#### Provided text

This notebook acquires and processes Harmonized Landsat/Sentinel (HLS) and Land Surface Temperature (LST) data for input into a predictive model of urban tree canopy. 

In [None]:
from pathlib import Path

from osgeo import gdal
import earthaccess

from src.data_download import Site, DataDownloader, DataProcessor



First, you need to set up and authenticate an earthaccess account to access data from NASA's EarthData API.  
Instructions on how to do this can be found here: https://earthaccess.readthedocs.io/en/stable/quick-start/

In [None]:
# authenticate account
earthaccess.login(strategy='netrc')

# set root directory to current working directory
root = Path.cwd()

# set GDAL configurations used to access LP DAAC Cloud Assets via vsicurl 
gdal.SetConfigOption('GDAL_HTTP_COOKIEFILE','~/cookies.txt')

########
#### Supplied material

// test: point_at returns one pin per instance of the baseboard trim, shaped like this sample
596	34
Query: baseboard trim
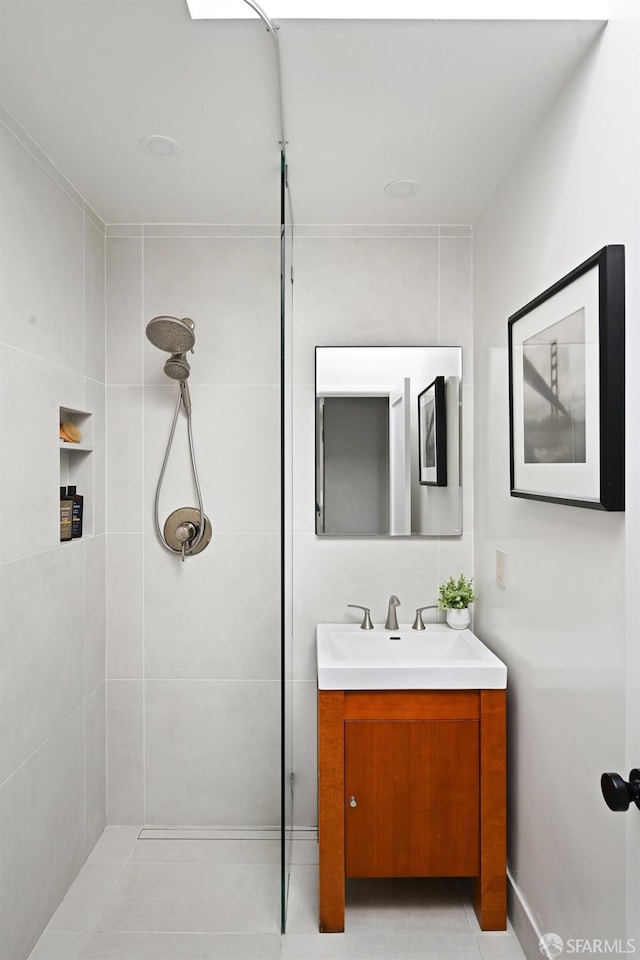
523	922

########

Answer these questions from the notebook text:
(a) Which two kinds of data does the notebook acquire and process?
(b) What strategy is passed to earthaccess.login?
(c) What is the root directory set to?
The lines stand apart from the notebook text and are separate material.

(a) Harmonized Landsat/Sentinel (HLS) data and Land Surface Temperature (LST) data
(b) 'netrc'
(c) The current working directory